*Set task:* Will you restate verbatim the lines running from the line with "the man's neck" to the end of the data, leaving out everything else?

*Supplied entries:*
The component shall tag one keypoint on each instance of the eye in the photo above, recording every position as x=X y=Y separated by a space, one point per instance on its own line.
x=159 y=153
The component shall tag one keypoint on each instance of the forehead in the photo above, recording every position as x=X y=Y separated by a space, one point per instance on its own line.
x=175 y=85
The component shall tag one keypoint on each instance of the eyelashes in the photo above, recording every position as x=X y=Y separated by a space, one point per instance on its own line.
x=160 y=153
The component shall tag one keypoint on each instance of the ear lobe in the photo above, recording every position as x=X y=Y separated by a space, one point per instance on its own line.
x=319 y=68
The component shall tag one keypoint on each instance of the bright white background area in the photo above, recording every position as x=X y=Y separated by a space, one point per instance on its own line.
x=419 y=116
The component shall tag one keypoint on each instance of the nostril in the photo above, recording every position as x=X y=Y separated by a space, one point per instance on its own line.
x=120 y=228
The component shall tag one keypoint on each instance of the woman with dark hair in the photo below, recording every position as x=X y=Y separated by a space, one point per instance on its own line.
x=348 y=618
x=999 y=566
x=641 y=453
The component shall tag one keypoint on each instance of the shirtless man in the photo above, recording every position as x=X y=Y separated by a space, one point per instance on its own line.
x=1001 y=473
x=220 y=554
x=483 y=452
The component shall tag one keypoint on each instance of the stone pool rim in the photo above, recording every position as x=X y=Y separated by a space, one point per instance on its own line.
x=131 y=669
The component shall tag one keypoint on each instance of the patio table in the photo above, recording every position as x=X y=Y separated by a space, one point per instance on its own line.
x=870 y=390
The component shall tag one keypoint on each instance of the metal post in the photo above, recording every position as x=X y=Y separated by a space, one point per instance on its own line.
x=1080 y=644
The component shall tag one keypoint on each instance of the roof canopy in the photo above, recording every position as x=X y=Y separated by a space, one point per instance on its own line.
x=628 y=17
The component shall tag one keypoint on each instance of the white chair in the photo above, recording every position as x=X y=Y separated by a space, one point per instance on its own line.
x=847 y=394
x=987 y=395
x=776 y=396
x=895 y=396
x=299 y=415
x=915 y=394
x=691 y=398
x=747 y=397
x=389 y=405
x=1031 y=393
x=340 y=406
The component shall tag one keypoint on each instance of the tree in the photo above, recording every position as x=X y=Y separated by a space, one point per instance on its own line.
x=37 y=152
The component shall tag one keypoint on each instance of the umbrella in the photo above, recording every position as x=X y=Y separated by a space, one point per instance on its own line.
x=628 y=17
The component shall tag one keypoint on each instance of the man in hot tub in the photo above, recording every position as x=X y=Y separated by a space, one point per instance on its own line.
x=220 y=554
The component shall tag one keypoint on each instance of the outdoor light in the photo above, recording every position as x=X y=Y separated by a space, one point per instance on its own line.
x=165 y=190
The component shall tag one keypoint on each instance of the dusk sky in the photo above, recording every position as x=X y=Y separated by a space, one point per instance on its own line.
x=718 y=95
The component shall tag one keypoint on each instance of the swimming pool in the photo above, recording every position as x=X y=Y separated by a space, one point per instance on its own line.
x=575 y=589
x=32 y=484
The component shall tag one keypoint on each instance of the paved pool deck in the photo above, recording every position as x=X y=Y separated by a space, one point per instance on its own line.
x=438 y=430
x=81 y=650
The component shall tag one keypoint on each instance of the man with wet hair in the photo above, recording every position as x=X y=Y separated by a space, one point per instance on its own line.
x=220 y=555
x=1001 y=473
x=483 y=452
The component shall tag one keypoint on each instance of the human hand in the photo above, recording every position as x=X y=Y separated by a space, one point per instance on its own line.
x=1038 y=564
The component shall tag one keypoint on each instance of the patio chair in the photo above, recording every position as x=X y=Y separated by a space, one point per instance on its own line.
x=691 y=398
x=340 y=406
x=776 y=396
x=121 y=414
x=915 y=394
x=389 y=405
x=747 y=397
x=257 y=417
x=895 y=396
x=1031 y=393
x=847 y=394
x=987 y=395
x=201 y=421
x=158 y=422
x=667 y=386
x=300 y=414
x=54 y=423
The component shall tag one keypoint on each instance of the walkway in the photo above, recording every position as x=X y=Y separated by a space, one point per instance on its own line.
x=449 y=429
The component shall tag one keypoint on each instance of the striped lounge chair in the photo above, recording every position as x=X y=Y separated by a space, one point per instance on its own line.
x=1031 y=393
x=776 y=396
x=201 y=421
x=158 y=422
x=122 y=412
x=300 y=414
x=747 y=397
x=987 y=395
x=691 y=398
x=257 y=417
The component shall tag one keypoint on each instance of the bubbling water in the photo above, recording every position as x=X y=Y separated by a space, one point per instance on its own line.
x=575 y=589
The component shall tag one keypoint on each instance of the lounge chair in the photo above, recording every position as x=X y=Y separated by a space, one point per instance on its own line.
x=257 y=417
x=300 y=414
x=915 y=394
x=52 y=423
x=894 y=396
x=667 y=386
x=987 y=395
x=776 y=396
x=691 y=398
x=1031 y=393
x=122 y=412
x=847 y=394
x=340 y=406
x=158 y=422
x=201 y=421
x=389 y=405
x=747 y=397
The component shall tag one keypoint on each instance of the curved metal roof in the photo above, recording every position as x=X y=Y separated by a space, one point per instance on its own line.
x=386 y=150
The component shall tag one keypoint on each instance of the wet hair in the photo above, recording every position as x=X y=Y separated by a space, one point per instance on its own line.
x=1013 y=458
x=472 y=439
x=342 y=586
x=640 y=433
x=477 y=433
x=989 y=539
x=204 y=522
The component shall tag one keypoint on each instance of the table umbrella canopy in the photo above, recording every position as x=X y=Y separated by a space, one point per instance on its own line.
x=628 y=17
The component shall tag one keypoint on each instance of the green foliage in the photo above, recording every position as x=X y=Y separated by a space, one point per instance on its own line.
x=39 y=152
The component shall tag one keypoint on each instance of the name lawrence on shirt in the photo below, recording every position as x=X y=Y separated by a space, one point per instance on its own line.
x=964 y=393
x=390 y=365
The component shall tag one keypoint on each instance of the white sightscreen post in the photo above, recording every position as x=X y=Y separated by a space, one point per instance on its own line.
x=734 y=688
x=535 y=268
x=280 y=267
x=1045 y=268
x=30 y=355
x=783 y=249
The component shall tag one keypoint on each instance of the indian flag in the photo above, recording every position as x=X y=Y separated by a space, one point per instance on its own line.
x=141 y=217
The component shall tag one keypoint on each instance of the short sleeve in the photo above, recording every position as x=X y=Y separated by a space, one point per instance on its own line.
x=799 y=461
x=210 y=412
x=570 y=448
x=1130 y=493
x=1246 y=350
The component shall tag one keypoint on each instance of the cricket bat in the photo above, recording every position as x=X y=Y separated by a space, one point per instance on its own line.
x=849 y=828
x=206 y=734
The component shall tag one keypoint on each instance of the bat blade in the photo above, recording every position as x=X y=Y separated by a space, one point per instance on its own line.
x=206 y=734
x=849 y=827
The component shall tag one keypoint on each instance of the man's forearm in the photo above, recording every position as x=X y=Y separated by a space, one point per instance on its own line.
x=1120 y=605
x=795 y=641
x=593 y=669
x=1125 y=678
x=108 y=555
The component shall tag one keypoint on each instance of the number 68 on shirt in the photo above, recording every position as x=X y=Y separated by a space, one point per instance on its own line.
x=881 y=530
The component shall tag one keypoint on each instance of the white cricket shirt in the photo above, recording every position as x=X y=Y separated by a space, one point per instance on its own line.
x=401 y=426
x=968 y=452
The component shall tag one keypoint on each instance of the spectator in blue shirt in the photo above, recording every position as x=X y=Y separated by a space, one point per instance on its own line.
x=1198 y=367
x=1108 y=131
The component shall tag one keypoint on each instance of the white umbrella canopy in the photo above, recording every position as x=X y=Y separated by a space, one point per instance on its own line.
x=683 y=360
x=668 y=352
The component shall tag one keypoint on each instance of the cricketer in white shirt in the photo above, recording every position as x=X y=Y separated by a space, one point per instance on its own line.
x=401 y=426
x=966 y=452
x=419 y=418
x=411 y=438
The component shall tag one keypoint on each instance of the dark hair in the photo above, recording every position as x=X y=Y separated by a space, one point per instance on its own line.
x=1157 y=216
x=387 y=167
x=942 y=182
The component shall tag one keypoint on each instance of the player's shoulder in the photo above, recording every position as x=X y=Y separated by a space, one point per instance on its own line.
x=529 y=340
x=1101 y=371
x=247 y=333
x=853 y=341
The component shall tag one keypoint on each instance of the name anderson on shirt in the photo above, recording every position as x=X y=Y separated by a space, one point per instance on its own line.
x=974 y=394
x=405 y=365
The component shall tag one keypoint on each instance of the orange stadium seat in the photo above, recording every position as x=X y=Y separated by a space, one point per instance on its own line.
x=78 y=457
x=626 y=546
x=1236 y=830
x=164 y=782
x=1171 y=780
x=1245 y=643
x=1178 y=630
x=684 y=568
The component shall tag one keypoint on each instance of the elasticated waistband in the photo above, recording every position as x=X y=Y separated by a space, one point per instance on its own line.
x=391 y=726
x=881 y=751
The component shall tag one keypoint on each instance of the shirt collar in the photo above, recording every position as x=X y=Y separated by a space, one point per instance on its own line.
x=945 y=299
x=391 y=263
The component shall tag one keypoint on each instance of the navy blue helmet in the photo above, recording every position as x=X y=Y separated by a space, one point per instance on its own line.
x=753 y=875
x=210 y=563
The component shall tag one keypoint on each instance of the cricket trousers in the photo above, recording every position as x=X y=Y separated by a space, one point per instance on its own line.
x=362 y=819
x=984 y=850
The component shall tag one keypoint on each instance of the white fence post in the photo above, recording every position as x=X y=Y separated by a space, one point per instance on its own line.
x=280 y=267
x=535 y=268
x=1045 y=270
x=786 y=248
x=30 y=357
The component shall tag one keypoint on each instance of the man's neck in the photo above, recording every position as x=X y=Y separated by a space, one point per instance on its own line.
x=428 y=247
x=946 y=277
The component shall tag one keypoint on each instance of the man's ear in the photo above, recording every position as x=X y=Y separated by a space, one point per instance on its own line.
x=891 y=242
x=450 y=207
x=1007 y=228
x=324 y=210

*Expected answer:*
The component shall tag one keypoint on each instance of the man's neck in the photo above, recording every position as x=X y=Y separated by a space, one point per instance on its own line.
x=428 y=247
x=946 y=277
The component shall tag one keypoint on each instance of the man's ear in the photo above, recording every position as x=X y=Y separated by a space, one point per instance on its own line.
x=891 y=242
x=450 y=207
x=1007 y=228
x=324 y=210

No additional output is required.